(Items stored from a collection)

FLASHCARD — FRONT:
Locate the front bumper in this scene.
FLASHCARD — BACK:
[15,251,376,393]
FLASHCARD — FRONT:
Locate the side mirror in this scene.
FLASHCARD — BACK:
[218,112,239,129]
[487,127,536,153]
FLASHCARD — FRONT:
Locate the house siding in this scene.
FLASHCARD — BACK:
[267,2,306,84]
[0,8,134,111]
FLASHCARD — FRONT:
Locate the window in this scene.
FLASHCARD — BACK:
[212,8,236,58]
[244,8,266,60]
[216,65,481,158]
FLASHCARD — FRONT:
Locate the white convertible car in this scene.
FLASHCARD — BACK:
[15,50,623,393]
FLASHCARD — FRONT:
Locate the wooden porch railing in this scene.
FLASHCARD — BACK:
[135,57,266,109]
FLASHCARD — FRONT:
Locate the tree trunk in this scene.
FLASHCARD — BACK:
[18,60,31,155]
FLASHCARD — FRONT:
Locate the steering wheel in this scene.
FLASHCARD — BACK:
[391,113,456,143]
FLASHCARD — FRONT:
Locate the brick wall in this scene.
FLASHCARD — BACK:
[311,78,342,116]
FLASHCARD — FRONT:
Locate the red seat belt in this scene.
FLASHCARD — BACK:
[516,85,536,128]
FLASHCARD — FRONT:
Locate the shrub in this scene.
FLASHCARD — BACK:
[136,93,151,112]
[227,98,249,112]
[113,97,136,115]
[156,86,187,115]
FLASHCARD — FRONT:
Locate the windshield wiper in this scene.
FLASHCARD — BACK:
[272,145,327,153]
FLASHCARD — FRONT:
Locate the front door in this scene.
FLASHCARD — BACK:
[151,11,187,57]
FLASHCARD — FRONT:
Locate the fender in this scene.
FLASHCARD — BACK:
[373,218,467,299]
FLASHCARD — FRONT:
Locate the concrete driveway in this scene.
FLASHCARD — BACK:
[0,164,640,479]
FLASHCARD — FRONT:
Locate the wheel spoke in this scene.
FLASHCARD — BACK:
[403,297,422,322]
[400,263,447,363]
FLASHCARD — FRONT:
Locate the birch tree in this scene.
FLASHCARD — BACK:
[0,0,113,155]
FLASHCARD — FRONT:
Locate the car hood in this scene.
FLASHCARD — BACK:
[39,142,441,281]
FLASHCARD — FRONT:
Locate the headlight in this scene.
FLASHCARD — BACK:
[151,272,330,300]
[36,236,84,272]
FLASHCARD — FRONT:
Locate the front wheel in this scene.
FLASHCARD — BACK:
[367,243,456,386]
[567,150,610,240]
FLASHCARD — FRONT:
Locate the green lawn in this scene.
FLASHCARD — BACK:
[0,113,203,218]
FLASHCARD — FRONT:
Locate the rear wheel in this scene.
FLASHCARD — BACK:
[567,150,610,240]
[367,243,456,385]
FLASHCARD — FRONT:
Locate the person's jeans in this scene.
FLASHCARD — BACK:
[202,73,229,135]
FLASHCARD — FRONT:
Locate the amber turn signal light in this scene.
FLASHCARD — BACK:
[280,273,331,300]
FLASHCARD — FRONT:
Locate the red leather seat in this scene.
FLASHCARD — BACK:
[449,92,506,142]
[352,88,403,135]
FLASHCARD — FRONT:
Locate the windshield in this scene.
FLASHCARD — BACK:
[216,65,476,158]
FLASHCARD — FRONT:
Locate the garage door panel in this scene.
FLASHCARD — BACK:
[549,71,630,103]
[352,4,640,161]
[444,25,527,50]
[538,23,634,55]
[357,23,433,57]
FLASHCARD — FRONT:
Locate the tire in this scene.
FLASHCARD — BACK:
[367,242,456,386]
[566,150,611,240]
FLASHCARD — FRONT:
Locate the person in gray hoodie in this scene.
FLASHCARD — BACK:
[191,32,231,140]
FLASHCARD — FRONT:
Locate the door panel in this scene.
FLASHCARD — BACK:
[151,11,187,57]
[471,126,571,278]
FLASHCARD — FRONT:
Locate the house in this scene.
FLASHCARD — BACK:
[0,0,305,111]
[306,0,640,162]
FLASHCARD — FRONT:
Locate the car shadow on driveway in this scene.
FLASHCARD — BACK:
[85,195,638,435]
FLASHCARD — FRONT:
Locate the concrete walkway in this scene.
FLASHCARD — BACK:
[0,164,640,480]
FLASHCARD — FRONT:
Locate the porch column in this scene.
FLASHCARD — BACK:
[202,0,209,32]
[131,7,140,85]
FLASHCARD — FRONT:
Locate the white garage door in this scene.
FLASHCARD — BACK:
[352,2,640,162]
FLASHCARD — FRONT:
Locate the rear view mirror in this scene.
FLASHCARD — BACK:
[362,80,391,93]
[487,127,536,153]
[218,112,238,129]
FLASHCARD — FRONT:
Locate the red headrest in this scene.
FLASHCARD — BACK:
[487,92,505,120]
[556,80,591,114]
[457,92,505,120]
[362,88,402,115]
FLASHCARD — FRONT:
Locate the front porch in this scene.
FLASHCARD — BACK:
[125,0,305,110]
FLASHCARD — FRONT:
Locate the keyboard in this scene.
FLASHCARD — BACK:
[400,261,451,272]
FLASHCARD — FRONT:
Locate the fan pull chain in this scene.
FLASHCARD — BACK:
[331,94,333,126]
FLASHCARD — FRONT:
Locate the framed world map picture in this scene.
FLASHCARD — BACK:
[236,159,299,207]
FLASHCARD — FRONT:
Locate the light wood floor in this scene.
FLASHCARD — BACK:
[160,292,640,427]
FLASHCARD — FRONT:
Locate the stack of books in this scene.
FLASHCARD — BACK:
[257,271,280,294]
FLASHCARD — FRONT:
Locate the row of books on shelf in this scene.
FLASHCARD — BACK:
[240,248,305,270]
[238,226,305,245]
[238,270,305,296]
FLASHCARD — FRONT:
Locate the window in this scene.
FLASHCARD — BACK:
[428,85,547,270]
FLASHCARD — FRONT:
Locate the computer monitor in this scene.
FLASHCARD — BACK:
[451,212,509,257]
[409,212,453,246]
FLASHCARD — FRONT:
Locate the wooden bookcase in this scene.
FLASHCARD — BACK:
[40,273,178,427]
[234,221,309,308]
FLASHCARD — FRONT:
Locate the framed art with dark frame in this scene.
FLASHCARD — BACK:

# Directions for this task:
How many lines of the entries above contain the string "framed", with case counting? Reply with the number alone.

# Result:
2